**EXTRACTED TEXT:**
┏━━
# Solved: need to burn mov files to dvd



## margs (Mar 17, 2002)

I recently bought a Canon SX 10 IS and took a 20 minute movie. The file extension is MOV. It came with Zoombrowser which will burn a CD but this is too big for a CD and needs to be a DVD. Zoombrowser doesn't burn DVDs. My only recourse I think it so pay $100 or more on Nero 9 or some other program. Is there a cheaper way to burn this movie I have to a DVD? I need it to be converted to a MPEG4 format so it can be played on a compatible DVD player. 
Thanks for any suggestions.
Margs


----------



## dannyn (Nov 9, 2007)

Well, in the word of video converting there are soo many ways to go about this (I'm talking about all the differnt software programs out) that I can see where you could get lost.
First.. You may need a codec for this. Equally you may not. 
I would use handbreak to convert the files into mp4. In there you can choose how much you would like to compress the files.

You can probably burn the files using windows explorer. 
Try that. 
If that dosent work for you, i.e you need a codec or the dvd player will not read the mp4 let me know I will be looking for a program to do this for you.


----------



## margs (Mar 17, 2002)

Hi Dannyn. Thanks for being so quick in responding. I find myself looking at Amazon where Nero 9 and Roxio are much less than in the local stores here but then that may be an American price. I have to think about the conversion. 
I don't see myself making a whole lot of DVDs but I just have some personal video that I want to share with my sisters. Our old family home sold and I would like to share the video I took. Oh yes and a wedding is coming up so it might be a good idea to learn how to burn these MOV movies so they can play them. I said MPEG 4 as I thought it was the newest way to view movies but if they have older DVDs I might need to use a different file extension. I only know a little about this stuff. I have Nero start smart, which I use when I need to burn stuff. It is getting a program to recognize the original file that seems to present my problem. 
I just looked at Handbreak. I see it handles mov files. If I used that program to convert my movie then I presume all I need to do is open my Nero to burn it? 
What format would you recommend I use to share my burned DVD to be played on a DVD player?


----------



## dannyn (Nov 9, 2007)

Ok. I thought that you wanted the .mp4 extension, that is why I pointed you in that direction. I would say knowing this now that you do not want to burn to .mp4.
I have Nero an a few of my Windows machines, so I will look for you tomorrow and see what I can dig up.
I am a mac user, so I will look up how to do this on a pc tomorrow. I am off to bed now.


----------



## margs (Mar 17, 2002)

Thanks for all your help. I am up way past my bedtime. Talk to you tomorrow.


----------



## peck1234 (Aug 27, 2008)

Convertxtodvd allows any video type to be converted on dvd...
┗━━
**DATASET ROWS:**
┏━━
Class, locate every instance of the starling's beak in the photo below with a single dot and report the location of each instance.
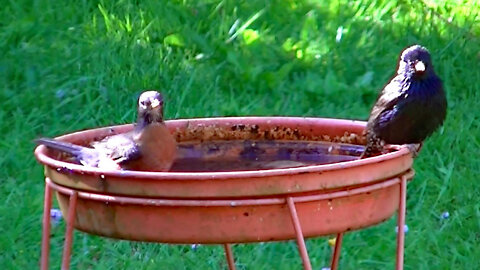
(419, 67)
(155, 103)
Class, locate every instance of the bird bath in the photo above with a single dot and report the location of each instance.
(237, 180)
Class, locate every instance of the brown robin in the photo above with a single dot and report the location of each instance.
(148, 147)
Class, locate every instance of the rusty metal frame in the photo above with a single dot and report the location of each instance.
(290, 201)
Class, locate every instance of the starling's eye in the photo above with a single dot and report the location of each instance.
(419, 66)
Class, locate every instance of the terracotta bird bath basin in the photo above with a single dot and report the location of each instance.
(235, 180)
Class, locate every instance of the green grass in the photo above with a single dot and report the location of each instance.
(70, 65)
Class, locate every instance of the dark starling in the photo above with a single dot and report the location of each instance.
(148, 147)
(410, 107)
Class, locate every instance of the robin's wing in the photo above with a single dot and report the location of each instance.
(121, 148)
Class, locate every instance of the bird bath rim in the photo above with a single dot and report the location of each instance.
(44, 158)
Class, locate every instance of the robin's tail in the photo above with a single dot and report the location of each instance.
(60, 145)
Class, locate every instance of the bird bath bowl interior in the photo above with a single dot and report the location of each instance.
(236, 180)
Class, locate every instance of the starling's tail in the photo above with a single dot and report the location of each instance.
(61, 146)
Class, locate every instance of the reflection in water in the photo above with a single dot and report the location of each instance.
(238, 155)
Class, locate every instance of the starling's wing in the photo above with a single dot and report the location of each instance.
(384, 108)
(121, 148)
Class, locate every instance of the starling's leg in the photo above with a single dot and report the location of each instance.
(374, 147)
(415, 148)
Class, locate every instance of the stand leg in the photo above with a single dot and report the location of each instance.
(69, 231)
(47, 206)
(336, 251)
(298, 231)
(229, 255)
(401, 223)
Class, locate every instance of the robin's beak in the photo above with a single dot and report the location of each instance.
(419, 66)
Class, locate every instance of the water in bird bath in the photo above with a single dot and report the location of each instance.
(245, 155)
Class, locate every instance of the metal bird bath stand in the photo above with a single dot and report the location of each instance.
(231, 207)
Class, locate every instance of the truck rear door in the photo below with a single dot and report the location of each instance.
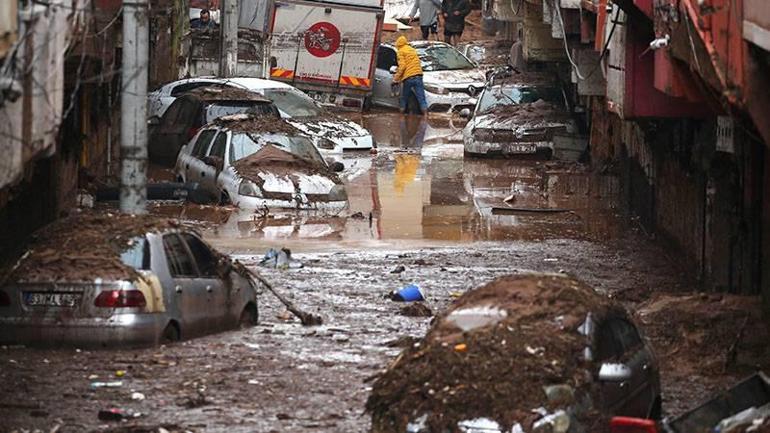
(321, 44)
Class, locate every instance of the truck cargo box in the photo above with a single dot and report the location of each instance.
(326, 47)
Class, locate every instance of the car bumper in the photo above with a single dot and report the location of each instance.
(119, 330)
(451, 102)
(477, 147)
(257, 203)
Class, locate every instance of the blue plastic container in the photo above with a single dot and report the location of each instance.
(410, 293)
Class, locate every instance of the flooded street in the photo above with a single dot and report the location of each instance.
┗━━
**INSTRUCTION 1:**
Rewrite the entries as a numbered list, everything from the line that contains "Class, locate every instance of the truck rear" down to the last entry, both ends included, with no blank lines and no pictures.
**INSTRUCTION 2:**
Continue the forum thread about burning MOV files to DVD from where it stops.
The forum thread about burning MOV files to DVD and the entries have nothing to do with each other.

**WRITTEN ANSWER 1:**
1. Class, locate every instance of the truck rear door in the photo below with a single dot and report the location of each instance.
2. (321, 44)
3. Class, locate every instance of the truck cargo box in the photo above with a single dot and report the location of each instance.
4. (326, 47)
5. Class, locate every instance of the car bumper in the photo above with a single dot and report the location of each instance.
6. (119, 330)
7. (451, 102)
8. (477, 147)
9. (257, 203)
10. Class, locate every instance of the blue plastic container in the photo above with a single dot and report the location of each instance.
11. (410, 293)
12. Class, locate every instance of the flooded street in the photo above with a single dot and report the location of each instance.

**WRITTEN ANSWER 2:**
http://www.vso-software.fr/products...w&aid=199647&gclid=CKX-nL3M8poCFQVxFQodEAfFdA


----------



## margs (Mar 17, 2002)

Thanks Peck1234. I appreciate your help and would love to try it but still want to wait for dannyn to answer. I'm a little nervous about such but will keep it for reference.


----------



## dannyn (Nov 9, 2007)

Ok.. 
So let me let you in on a little trick for burning dvds. When a movie is in the dvd format, you have VIDEO_TS and AUDIO_TS. You will go into the VIDEO_TS folder and copy all the files to a dvd to burn the dvd. 
That being said you will need an app to go from mov to dvd files. 
I just thought that may be useful knowledge to you, so I shared it.
Dvd flick also outputs to this file system if in the "project Settings" menu you don't select save to iso or burn disc.

I would use Dvd flick.
You can get it (and yes its free  ) from www.dvdflick.net(it even has Tetris to play for those long encodes)
It will add menus, and even burn the dvd right there for you.(even though that tutorial says it doesn't) You do not need Nero.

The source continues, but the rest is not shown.